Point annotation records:
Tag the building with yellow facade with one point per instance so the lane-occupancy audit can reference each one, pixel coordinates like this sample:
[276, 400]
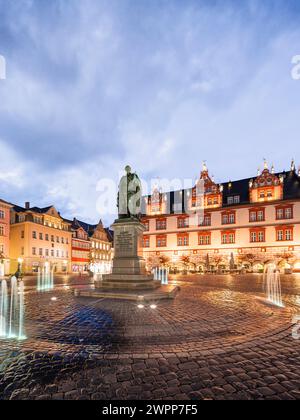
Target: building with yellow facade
[39, 235]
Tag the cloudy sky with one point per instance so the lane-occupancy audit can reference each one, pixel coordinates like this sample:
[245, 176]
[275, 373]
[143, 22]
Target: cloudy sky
[163, 85]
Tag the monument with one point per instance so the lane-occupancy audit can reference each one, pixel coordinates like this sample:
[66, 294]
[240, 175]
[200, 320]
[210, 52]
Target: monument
[129, 278]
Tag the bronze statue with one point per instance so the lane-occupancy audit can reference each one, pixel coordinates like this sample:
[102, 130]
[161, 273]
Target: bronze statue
[130, 195]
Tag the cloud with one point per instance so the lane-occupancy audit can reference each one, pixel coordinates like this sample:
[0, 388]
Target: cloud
[94, 85]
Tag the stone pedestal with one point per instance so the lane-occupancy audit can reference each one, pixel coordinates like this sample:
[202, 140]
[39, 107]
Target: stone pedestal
[129, 272]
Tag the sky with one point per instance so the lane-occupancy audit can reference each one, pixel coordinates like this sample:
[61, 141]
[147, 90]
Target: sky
[93, 85]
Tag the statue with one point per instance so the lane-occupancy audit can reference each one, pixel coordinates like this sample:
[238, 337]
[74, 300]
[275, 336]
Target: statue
[130, 195]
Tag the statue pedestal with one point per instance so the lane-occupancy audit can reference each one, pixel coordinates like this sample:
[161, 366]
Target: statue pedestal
[129, 272]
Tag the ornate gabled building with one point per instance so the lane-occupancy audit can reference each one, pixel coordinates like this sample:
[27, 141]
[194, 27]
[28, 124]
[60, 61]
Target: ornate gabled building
[250, 221]
[39, 235]
[4, 237]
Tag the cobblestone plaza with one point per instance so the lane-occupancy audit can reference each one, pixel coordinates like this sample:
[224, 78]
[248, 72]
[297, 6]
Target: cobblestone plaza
[217, 340]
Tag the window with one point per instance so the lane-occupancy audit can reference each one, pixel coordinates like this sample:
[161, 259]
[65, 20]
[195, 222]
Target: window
[161, 241]
[161, 224]
[146, 242]
[205, 221]
[183, 240]
[280, 235]
[182, 222]
[233, 200]
[289, 235]
[204, 238]
[260, 216]
[228, 218]
[257, 235]
[284, 212]
[257, 215]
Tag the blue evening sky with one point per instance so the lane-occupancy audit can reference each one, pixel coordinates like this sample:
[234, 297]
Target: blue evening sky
[161, 84]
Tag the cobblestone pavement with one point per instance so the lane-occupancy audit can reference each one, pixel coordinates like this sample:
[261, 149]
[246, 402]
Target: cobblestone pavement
[217, 340]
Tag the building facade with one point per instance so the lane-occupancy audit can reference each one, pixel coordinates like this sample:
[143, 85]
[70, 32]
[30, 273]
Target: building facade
[39, 235]
[243, 224]
[81, 248]
[101, 251]
[4, 237]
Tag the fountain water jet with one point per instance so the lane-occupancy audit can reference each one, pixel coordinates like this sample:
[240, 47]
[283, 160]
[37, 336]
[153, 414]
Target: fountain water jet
[3, 308]
[45, 278]
[272, 285]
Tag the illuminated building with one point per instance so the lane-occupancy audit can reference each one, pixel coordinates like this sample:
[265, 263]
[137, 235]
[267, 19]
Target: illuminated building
[4, 237]
[81, 248]
[39, 235]
[243, 224]
[100, 247]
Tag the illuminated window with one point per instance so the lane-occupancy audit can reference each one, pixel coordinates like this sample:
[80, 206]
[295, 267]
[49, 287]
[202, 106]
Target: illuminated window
[161, 224]
[182, 222]
[283, 213]
[285, 234]
[183, 240]
[204, 238]
[228, 218]
[205, 221]
[257, 236]
[161, 241]
[257, 215]
[146, 243]
[228, 238]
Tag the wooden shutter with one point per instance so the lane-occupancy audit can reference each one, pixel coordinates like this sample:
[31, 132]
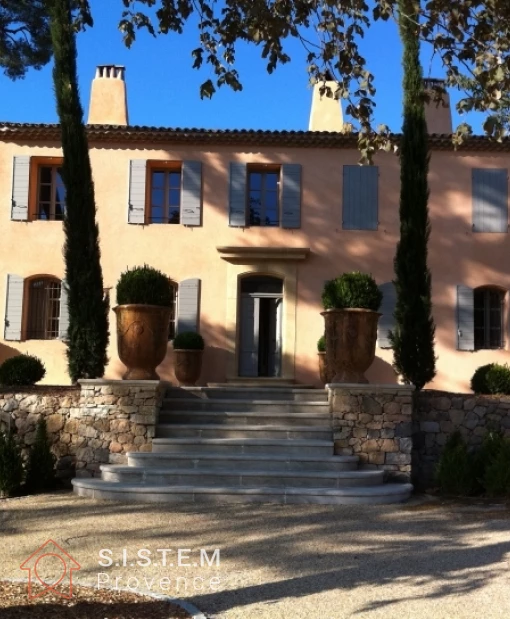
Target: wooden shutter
[386, 320]
[237, 198]
[490, 200]
[14, 308]
[465, 318]
[137, 181]
[20, 188]
[291, 195]
[63, 320]
[249, 336]
[360, 209]
[188, 305]
[191, 205]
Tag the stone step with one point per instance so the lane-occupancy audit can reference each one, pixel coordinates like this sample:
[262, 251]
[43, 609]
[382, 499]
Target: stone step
[131, 492]
[243, 446]
[253, 419]
[276, 462]
[250, 406]
[189, 430]
[246, 479]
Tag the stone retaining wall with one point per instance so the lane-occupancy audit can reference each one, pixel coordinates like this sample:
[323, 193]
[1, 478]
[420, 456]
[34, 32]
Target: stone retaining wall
[437, 415]
[374, 422]
[93, 424]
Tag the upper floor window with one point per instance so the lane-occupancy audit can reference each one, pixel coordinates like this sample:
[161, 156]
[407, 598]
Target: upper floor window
[43, 309]
[264, 197]
[165, 196]
[488, 318]
[51, 193]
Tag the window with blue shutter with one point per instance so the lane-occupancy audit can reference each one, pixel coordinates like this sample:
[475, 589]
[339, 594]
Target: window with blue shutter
[490, 200]
[360, 206]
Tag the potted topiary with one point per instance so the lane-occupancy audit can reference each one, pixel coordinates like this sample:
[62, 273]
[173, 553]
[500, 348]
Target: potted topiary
[144, 296]
[188, 350]
[351, 304]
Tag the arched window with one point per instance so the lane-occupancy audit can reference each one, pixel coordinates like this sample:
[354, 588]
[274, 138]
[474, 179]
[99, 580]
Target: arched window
[43, 308]
[489, 312]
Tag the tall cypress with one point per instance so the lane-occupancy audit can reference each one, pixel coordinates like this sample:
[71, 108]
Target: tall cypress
[88, 311]
[413, 337]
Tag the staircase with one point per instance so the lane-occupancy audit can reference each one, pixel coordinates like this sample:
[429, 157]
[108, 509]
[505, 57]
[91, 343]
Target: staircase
[243, 444]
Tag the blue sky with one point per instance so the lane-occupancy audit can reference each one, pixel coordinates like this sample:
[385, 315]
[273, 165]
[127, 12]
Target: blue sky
[163, 89]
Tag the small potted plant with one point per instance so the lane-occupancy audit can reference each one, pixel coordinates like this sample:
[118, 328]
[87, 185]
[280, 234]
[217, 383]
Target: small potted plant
[144, 296]
[188, 351]
[351, 303]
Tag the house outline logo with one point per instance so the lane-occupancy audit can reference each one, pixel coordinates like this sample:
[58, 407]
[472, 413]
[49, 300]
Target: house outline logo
[69, 565]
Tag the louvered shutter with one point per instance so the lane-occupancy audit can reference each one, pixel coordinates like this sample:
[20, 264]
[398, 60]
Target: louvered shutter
[188, 305]
[191, 205]
[291, 195]
[386, 320]
[14, 308]
[465, 318]
[237, 196]
[360, 208]
[20, 188]
[137, 181]
[490, 200]
[63, 320]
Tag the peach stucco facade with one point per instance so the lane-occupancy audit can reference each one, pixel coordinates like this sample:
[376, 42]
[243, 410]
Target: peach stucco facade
[457, 255]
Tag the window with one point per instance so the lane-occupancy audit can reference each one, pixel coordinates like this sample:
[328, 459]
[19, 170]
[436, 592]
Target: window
[165, 196]
[173, 312]
[264, 197]
[51, 193]
[43, 309]
[488, 318]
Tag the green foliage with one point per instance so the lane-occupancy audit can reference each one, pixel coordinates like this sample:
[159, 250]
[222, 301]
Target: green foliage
[352, 290]
[11, 465]
[455, 472]
[189, 340]
[87, 337]
[492, 378]
[41, 461]
[413, 338]
[144, 285]
[23, 370]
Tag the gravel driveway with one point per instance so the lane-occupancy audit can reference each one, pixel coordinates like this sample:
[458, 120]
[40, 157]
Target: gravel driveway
[423, 559]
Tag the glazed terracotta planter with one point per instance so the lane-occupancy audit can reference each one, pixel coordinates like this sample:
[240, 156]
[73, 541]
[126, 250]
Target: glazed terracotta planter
[187, 366]
[142, 339]
[351, 336]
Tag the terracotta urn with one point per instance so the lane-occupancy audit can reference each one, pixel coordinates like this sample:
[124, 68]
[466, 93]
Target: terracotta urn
[142, 339]
[351, 336]
[187, 366]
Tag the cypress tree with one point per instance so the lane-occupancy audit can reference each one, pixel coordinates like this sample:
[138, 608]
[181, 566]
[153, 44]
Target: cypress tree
[88, 312]
[413, 337]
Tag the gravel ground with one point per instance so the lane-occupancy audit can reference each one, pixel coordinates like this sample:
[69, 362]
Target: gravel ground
[424, 559]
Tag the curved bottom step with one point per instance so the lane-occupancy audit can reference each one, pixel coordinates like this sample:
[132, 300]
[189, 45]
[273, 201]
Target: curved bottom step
[131, 492]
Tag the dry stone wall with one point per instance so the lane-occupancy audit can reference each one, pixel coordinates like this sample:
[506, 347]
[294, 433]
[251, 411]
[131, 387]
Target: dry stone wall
[93, 424]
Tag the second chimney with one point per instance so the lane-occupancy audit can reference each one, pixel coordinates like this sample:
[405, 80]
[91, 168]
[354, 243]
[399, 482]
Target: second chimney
[108, 97]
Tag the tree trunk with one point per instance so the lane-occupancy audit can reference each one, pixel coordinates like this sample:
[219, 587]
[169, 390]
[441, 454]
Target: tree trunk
[88, 309]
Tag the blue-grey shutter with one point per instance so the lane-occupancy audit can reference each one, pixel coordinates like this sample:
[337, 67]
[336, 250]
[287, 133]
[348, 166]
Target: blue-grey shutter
[191, 205]
[188, 305]
[237, 196]
[249, 336]
[386, 320]
[137, 181]
[465, 318]
[63, 320]
[490, 200]
[291, 195]
[360, 208]
[14, 308]
[20, 188]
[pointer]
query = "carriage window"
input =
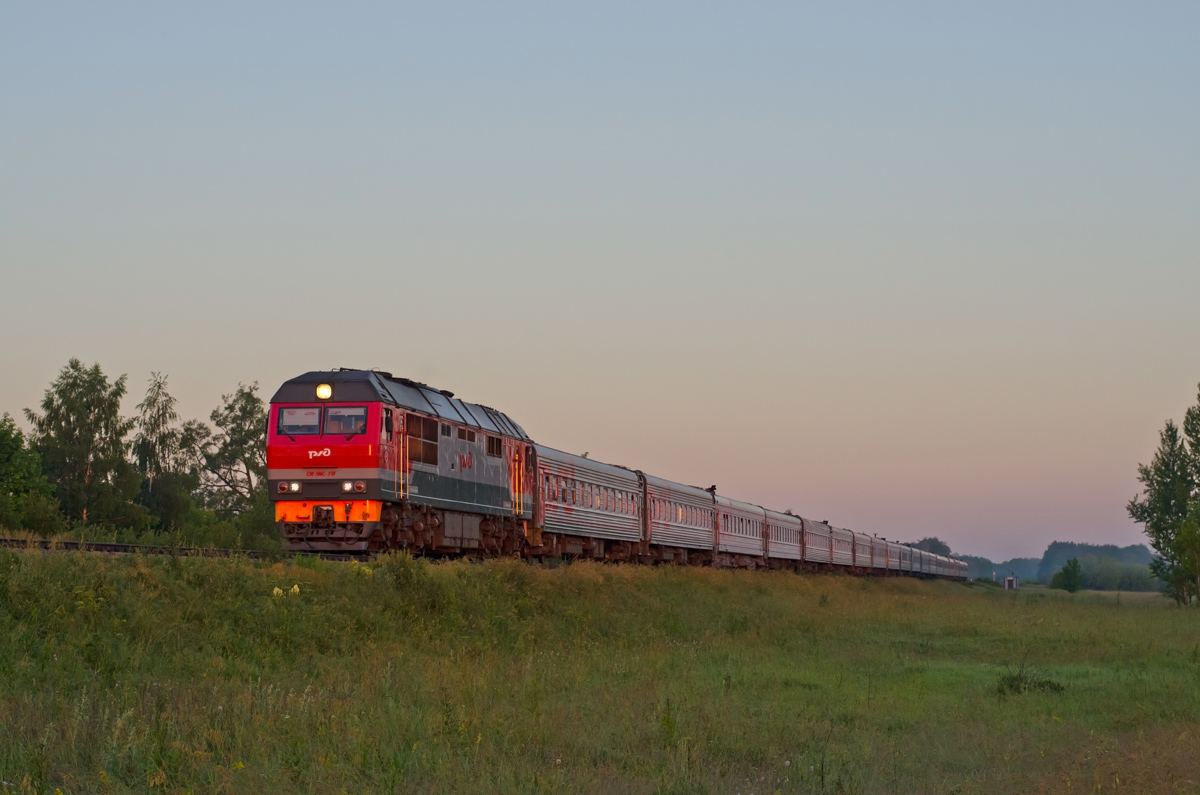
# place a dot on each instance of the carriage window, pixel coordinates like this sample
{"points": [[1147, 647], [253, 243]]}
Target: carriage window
{"points": [[348, 420], [423, 438], [299, 422]]}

What is required: Repeat exactly the lines from the one holding "Tag the blue-grey" through the last line of the entries, both included; the pictures do not belong in the copy.

The reply:
Tag the blue-grey shutter with one point per instance so the lane-occupancy audit can reference each one, pixel coordinates like this sample:
[337, 67]
[336, 250]
[287, 133]
[348, 166]
Target: blue-grey shutter
[191, 205]
[188, 305]
[237, 196]
[249, 336]
[386, 320]
[137, 181]
[465, 318]
[63, 320]
[490, 200]
[291, 195]
[360, 208]
[14, 308]
[20, 188]
[pointer]
query = "carriage window"
input =
# place a dot on each instance of the carriage window, pixel coordinates like this sample
{"points": [[1147, 647], [253, 243]]}
Target: carriage window
{"points": [[348, 420], [423, 438], [299, 422]]}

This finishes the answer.